> **SELECTED TEXT**
========================================
We compared PureCLIP with a range of previous strategies, most importantly CITS [16], which, like PureCLIP, can call individual crosslink sites rather than broader peak regions. Additionally, since to date no other tool exists that addresses both peak-calling and crosslink site detection simultaneously for truncation-based CLIP-seq data, we combine the peak-calling methods Piranha [13] and CLIPper [19] with CITS. More precisely, we use the intersection of the called peaks and the CITS crosslink sites. While this intersection depends on the selected p value thresholds for both methods, the resulting sites are scored in two different ways, using either the score from the peak-calling method (referred to as Piranha sc or CLIPper sc) or from CITS (referred to as CITS sc) (for details see “Methods”). With this, we aim to cover the range of currently available strategies for detecting protein–RNA interactions at single-nucleotide resolution. To ensure a comparative assessment that is as impartial as possible, we also compared PureCLIP with combinations based on different p value thresholds and found that these do not affect the results (see Additional file 1: Figure S14).

Additionally, we applied the simplest possible approach, namely calling all sites with a read start count above a certain threshold. This gives us an understanding of how different methods perform in different scenarios compared to this naive approach. In the following, we refer to this as the simple threshold method.

PureCLIP outperforms previous strategies on simulated iCLIP/eCLIP-seq data

Since the only available CLIP-seq simulator [20] is limited to PAR-CLIP and HITS-CLIP data, we implemented our own simulation workflow to mimic the experimental steps of the iCLIP and eCLIP protocols. Starting from real RNA-seq data and known binding regions of a certain protein, our simulation aims to reproduce the characteristics of iCLIP/eCLIP data as accurately as possible. To simulate a target signal, our workflow uses aligned RNA-seq data. It pulls down a certain fraction of the fragments that cover a known binding region and then applies truncations according to a given rate (for details, see “Methods”). Furthermore, the non-specific binding of background proteins is simulated using published common background regions and random noise from RNA-seq data is added.

To evaluate the performance of PureCLIP under different conditions, we produced three different datasets. For these, we used varying pull-down rates for the target signal, i.e., either 100 or 50 % of the RNA fragments that overlap a target binding region are selected and further modified where required. Reducing the pull-down rate enables us to get an idea for how the different methods perform for proteins with overall lower binding affinities. Additionally, we simulated non-specific background binding for two of the datasets (see Fig. 2).

Fig. 2
figure 2

Performance on simulated iCLIP-seq data. Precision vs number of true positive crosslink sites (top) and vs number of true positive binding regions, i.e., regions with at least one correctly called crosslink site (bottom) for three different simulation settings. The characteristics of each simulation are reported below the plots. All strategies were applied using different sensitivity settings, i.e., different p value or score thresholds. The leftmost point of each curve corresponds to the number of true positives associated with the lowest p value or the highest score the strategy can report. The curves of Piranha + CITS sc overlap with those of CITS

For the evaluation, we define a called crosslink site as a true positive if a target crosslink site was simulated at the same position. The precision of a method is calculated as the fraction of true positives among the called crosslink sites. We first investigated the precision versus the number of true positive crosslink sites. The results in Fig. 2 (top) demonstrate that PureCLIP reaches a higher precision in detecting individual crosslink sites than previous strategies for all simulation settings. In particular for the top-ranking sites, it has a far better precision compared to other methods, while being comparable to CITS sc + CLIPper for more sensitive settings. However, it is worth mentioning here that sensitive settings that are characterized by a precision below 50 % are generally not of interest.
========================================
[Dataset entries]
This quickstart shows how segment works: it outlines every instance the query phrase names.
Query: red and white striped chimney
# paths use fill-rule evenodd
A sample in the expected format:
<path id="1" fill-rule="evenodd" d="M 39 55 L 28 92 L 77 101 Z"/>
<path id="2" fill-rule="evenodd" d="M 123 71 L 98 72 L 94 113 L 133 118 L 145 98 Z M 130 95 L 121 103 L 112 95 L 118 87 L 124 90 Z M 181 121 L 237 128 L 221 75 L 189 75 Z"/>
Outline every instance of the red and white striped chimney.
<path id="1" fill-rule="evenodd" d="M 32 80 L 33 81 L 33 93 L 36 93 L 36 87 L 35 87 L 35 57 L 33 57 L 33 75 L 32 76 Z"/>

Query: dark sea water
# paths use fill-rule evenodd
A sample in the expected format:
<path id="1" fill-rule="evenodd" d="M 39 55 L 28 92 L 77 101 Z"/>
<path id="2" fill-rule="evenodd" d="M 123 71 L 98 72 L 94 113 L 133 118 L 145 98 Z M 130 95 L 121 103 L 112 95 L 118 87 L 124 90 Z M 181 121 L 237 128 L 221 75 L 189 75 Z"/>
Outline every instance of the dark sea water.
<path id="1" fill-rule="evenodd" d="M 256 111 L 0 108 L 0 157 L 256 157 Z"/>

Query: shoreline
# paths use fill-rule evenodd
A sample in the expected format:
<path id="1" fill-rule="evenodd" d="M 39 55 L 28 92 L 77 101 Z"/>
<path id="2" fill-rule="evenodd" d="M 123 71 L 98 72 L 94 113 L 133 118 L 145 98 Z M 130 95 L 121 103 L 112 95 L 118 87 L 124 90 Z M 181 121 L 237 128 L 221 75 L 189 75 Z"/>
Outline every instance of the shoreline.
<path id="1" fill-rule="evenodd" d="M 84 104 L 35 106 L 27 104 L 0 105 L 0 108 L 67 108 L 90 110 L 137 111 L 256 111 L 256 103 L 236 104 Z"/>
========================================
> **TASK TO COMPLETE**
Copy the PureCLIP text from "To evaluate the" up to and including "datasets (see Fig. 2).", swapping "non-specific" for "nonspecific". These records come from a different source than the text.

> **RESPONSE AREA**
To evaluate the performance of PureCLIP under different conditions, we produced three different datasets. For these, we used varying pull-down rates for the target signal, i.e., either 100 or 50 % of the RNA fragments that overlap a target binding region are selected and further modified where required. Reducing the pull-down rate enables us to get an idea for how the different methods perform for proteins with overall lower binding affinities. Additionally, we simulated nonspecific background binding for two of the datasets (see Fig. 2).